● GOAL OF THE EXERCISE
Pull out every line of the listing below that contains the word "antenna". Case counts.
╔══
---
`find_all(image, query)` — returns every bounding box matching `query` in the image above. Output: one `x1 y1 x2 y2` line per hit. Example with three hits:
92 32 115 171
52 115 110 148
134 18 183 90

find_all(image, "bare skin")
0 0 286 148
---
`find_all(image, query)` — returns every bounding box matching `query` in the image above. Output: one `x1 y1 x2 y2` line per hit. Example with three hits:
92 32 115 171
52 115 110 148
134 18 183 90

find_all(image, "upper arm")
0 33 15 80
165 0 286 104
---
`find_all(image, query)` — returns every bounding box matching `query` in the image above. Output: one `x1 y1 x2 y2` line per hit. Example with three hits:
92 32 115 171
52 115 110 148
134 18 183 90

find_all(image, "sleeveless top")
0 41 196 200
╚══
╔══
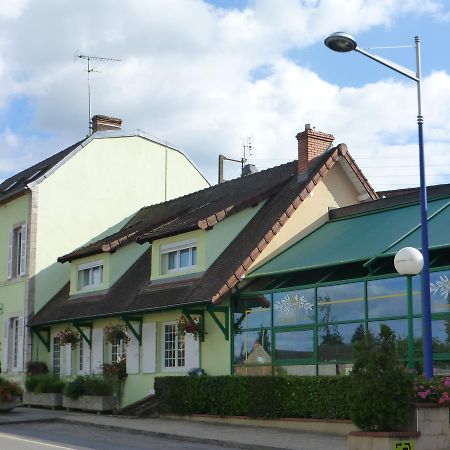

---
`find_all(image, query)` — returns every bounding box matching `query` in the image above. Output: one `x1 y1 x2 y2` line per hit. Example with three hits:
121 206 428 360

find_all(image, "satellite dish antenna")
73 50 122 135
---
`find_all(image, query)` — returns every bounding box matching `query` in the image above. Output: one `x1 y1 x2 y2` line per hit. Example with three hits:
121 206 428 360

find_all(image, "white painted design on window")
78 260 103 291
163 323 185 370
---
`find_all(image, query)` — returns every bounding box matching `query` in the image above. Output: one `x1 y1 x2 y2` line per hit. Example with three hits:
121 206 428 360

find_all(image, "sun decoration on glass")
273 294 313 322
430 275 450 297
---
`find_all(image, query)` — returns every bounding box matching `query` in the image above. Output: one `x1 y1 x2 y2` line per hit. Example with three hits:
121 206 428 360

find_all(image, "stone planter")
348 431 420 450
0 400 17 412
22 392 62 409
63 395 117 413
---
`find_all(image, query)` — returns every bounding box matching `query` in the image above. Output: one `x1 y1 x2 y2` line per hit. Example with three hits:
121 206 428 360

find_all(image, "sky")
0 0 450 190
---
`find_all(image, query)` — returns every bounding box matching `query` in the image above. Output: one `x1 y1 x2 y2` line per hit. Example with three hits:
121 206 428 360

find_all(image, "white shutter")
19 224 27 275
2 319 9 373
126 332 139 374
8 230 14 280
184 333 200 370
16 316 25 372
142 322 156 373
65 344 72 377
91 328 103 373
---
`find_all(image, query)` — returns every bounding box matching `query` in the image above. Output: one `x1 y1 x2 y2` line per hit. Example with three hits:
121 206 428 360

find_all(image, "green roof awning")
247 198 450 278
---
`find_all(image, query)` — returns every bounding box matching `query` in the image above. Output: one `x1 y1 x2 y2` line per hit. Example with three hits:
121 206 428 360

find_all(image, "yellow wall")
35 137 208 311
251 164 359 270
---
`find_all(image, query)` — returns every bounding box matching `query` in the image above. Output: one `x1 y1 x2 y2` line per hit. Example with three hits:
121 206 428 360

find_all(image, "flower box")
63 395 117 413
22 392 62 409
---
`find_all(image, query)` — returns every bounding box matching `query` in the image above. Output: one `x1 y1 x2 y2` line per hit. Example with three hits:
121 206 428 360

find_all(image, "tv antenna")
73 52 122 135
╚══
● COMPLETE ANSWER
find_all(image, "satellite dish antenna")
find_all(image, "tv antenna")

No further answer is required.